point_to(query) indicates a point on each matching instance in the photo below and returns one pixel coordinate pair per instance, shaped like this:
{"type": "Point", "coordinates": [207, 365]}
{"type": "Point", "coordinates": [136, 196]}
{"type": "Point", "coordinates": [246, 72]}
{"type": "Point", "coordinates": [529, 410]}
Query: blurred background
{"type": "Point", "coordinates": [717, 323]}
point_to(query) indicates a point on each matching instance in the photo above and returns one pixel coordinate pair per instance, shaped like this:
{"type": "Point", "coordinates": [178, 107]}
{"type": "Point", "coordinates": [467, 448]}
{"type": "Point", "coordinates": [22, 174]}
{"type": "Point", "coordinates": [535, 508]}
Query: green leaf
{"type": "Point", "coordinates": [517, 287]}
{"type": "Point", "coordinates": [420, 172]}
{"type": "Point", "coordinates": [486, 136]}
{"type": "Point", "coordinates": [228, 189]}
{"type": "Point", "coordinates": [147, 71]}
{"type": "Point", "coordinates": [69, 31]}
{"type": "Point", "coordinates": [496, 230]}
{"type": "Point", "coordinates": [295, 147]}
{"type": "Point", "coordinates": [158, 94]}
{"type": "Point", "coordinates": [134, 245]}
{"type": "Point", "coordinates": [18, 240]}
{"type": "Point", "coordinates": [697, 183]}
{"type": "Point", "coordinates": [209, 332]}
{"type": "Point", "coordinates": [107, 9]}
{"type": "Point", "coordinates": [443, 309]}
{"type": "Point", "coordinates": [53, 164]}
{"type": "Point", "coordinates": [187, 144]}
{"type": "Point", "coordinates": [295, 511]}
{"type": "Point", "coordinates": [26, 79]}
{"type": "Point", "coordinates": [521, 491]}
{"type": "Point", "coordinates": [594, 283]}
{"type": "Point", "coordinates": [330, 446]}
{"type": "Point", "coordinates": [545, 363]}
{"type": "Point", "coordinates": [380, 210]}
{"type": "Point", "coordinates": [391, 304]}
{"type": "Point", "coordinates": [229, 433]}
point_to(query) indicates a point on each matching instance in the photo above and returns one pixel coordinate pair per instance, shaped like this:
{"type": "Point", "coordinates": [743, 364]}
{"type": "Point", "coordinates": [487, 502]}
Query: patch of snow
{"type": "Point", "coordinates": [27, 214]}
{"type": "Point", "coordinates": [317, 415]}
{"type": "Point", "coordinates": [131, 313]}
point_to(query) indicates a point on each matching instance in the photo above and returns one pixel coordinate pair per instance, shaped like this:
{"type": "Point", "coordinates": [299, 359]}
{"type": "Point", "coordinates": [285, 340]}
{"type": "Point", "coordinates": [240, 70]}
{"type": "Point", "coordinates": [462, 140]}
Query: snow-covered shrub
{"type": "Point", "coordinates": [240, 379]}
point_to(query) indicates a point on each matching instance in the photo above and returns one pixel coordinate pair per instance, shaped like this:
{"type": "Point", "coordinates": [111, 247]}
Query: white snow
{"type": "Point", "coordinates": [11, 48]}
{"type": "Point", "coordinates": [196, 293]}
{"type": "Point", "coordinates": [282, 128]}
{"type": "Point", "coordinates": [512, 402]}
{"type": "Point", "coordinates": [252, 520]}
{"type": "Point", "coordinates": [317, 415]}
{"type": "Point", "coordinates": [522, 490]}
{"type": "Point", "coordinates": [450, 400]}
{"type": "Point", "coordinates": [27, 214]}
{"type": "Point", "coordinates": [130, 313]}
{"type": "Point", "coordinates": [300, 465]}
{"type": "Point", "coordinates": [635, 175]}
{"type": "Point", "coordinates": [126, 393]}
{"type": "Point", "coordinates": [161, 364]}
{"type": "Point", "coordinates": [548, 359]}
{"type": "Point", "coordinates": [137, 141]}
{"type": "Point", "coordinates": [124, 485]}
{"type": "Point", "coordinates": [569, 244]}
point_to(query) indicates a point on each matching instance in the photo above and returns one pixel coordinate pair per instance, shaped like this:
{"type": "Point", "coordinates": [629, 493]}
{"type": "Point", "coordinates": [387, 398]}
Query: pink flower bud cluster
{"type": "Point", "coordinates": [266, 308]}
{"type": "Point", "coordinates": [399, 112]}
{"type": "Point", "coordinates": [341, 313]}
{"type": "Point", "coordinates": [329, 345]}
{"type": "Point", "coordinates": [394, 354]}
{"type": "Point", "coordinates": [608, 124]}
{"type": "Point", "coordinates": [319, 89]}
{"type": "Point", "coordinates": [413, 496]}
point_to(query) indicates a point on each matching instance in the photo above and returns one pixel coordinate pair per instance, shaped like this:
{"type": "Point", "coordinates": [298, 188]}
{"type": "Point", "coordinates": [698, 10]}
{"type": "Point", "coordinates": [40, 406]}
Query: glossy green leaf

Exercise: Your reply should consist of all the records, set down exactly.

Written solution:
point_to(query) indicates a point on each matching instance in the photo below and returns one pixel coordinate pair per instance, shaped like this:
{"type": "Point", "coordinates": [207, 365]}
{"type": "Point", "coordinates": [136, 196]}
{"type": "Point", "coordinates": [246, 72]}
{"type": "Point", "coordinates": [529, 410]}
Query: blurred background
{"type": "Point", "coordinates": [717, 323]}
point_to(query) indicates a point on each matching instance in the photo above and returns one pixel coordinate pair per instance, shaped like this:
{"type": "Point", "coordinates": [178, 107]}
{"type": "Point", "coordinates": [467, 448]}
{"type": "Point", "coordinates": [22, 174]}
{"type": "Point", "coordinates": [535, 508]}
Query: green leaf
{"type": "Point", "coordinates": [517, 287]}
{"type": "Point", "coordinates": [420, 172]}
{"type": "Point", "coordinates": [486, 136]}
{"type": "Point", "coordinates": [228, 189]}
{"type": "Point", "coordinates": [147, 71]}
{"type": "Point", "coordinates": [69, 31]}
{"type": "Point", "coordinates": [496, 230]}
{"type": "Point", "coordinates": [295, 147]}
{"type": "Point", "coordinates": [158, 94]}
{"type": "Point", "coordinates": [134, 245]}
{"type": "Point", "coordinates": [18, 240]}
{"type": "Point", "coordinates": [697, 183]}
{"type": "Point", "coordinates": [209, 332]}
{"type": "Point", "coordinates": [107, 9]}
{"type": "Point", "coordinates": [443, 309]}
{"type": "Point", "coordinates": [53, 164]}
{"type": "Point", "coordinates": [187, 144]}
{"type": "Point", "coordinates": [295, 511]}
{"type": "Point", "coordinates": [26, 79]}
{"type": "Point", "coordinates": [521, 491]}
{"type": "Point", "coordinates": [594, 283]}
{"type": "Point", "coordinates": [330, 446]}
{"type": "Point", "coordinates": [545, 363]}
{"type": "Point", "coordinates": [380, 210]}
{"type": "Point", "coordinates": [391, 304]}
{"type": "Point", "coordinates": [229, 433]}
point_to(query) indicates a point on each matching instance in the photo above and returns one pixel coordinate pair per instance, shaped like this:
{"type": "Point", "coordinates": [743, 364]}
{"type": "Point", "coordinates": [487, 502]}
Query: patch of snow
{"type": "Point", "coordinates": [27, 214]}
{"type": "Point", "coordinates": [317, 415]}
{"type": "Point", "coordinates": [131, 313]}
point_to(query) indicates a point on each matching instance in the photo above and returns one pixel coordinate pair per instance, shaped like this:
{"type": "Point", "coordinates": [299, 359]}
{"type": "Point", "coordinates": [285, 340]}
{"type": "Point", "coordinates": [240, 70]}
{"type": "Point", "coordinates": [462, 140]}
Query: snow-covered shrub
{"type": "Point", "coordinates": [240, 379]}
point_to(query) indicates a point on each matching instance in the photo above and returns one pixel coordinate pair per instance, shaped like this:
{"type": "Point", "coordinates": [111, 247]}
Query: white snow
{"type": "Point", "coordinates": [11, 48]}
{"type": "Point", "coordinates": [196, 293]}
{"type": "Point", "coordinates": [282, 128]}
{"type": "Point", "coordinates": [512, 402]}
{"type": "Point", "coordinates": [252, 520]}
{"type": "Point", "coordinates": [317, 415]}
{"type": "Point", "coordinates": [522, 490]}
{"type": "Point", "coordinates": [450, 400]}
{"type": "Point", "coordinates": [27, 214]}
{"type": "Point", "coordinates": [130, 313]}
{"type": "Point", "coordinates": [300, 465]}
{"type": "Point", "coordinates": [635, 175]}
{"type": "Point", "coordinates": [126, 393]}
{"type": "Point", "coordinates": [161, 364]}
{"type": "Point", "coordinates": [548, 359]}
{"type": "Point", "coordinates": [137, 141]}
{"type": "Point", "coordinates": [124, 485]}
{"type": "Point", "coordinates": [569, 244]}
point_to(query) indicates a point on each matching instance in the photo above and returns one pixel coordinate pair per instance, shaped like this:
{"type": "Point", "coordinates": [629, 493]}
{"type": "Point", "coordinates": [387, 398]}
Query: pink flower bud cluster
{"type": "Point", "coordinates": [266, 308]}
{"type": "Point", "coordinates": [399, 112]}
{"type": "Point", "coordinates": [341, 313]}
{"type": "Point", "coordinates": [329, 345]}
{"type": "Point", "coordinates": [394, 354]}
{"type": "Point", "coordinates": [608, 124]}
{"type": "Point", "coordinates": [319, 89]}
{"type": "Point", "coordinates": [413, 496]}
point_to(query) indicates a point on each matching instance in the photo above and returns one pixel coordinate pair per instance, shaped like this:
{"type": "Point", "coordinates": [298, 188]}
{"type": "Point", "coordinates": [698, 10]}
{"type": "Point", "coordinates": [40, 406]}
Query: glossy green leaf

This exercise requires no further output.